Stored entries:
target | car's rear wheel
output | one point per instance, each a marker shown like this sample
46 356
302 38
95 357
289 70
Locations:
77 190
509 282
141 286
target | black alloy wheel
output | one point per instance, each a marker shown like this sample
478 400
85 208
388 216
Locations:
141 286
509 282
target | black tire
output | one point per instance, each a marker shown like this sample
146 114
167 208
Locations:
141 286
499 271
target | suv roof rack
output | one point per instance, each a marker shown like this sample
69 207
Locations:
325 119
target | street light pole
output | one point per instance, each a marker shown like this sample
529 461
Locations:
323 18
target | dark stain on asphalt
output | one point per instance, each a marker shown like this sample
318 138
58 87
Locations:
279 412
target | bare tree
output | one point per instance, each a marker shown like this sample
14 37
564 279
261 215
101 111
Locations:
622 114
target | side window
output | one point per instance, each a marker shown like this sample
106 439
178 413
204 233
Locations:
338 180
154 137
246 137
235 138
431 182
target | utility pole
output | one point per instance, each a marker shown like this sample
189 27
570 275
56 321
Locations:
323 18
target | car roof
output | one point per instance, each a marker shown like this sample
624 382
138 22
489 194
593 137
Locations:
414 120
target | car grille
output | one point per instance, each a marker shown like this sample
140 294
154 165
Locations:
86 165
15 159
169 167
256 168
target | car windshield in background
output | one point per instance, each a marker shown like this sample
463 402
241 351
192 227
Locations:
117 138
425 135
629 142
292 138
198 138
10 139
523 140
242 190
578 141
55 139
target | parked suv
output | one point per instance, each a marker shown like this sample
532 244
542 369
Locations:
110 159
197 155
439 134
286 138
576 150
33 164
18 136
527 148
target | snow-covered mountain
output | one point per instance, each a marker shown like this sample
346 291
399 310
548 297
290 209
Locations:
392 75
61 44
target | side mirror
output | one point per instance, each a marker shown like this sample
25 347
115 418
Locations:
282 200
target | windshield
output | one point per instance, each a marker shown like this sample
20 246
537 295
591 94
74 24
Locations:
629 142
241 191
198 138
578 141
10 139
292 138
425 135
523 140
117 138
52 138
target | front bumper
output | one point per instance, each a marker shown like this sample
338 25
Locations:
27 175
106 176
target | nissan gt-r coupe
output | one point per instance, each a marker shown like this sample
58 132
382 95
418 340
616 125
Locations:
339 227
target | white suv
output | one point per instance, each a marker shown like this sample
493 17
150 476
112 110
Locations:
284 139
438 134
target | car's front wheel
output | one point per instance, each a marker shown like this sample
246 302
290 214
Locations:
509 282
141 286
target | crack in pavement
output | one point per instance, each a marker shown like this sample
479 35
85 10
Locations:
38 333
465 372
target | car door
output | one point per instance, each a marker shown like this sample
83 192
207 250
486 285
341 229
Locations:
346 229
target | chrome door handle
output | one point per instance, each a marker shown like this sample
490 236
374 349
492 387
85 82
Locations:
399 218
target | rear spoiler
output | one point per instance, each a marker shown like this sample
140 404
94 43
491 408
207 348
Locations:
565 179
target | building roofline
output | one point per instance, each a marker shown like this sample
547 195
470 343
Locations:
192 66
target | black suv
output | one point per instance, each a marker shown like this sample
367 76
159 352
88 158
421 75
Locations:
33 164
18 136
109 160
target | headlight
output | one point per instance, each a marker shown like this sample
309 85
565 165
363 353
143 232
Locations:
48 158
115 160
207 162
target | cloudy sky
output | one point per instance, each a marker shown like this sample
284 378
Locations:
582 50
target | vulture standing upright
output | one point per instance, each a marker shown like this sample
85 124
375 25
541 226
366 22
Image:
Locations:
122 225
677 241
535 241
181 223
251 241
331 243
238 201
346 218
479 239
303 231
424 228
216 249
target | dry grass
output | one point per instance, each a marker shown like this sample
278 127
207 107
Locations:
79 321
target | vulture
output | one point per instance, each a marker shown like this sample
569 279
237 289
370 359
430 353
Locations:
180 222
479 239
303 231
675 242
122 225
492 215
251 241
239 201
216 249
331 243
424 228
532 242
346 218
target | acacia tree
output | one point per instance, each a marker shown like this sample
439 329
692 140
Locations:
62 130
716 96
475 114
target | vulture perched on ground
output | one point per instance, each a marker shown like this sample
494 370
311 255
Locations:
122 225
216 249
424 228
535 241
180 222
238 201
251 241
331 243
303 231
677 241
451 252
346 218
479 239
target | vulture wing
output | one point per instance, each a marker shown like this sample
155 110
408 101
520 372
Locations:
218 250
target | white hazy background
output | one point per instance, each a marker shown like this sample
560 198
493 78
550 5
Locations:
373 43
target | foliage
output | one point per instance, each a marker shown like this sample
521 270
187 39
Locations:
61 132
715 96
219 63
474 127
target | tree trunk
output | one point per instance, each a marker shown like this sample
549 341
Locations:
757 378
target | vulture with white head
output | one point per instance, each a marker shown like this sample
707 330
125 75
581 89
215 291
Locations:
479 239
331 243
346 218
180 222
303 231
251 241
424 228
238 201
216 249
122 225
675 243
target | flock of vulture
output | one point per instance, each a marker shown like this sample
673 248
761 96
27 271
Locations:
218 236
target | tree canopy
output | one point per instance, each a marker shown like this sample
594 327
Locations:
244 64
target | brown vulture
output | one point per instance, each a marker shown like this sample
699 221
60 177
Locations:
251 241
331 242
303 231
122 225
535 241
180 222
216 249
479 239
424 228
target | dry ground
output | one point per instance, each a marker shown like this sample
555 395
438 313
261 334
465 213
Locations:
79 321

- [Assigned task]: After reading the entries above, report the number of lines that include the string "windshield". Give no other text.

- [Solution to this task]: 2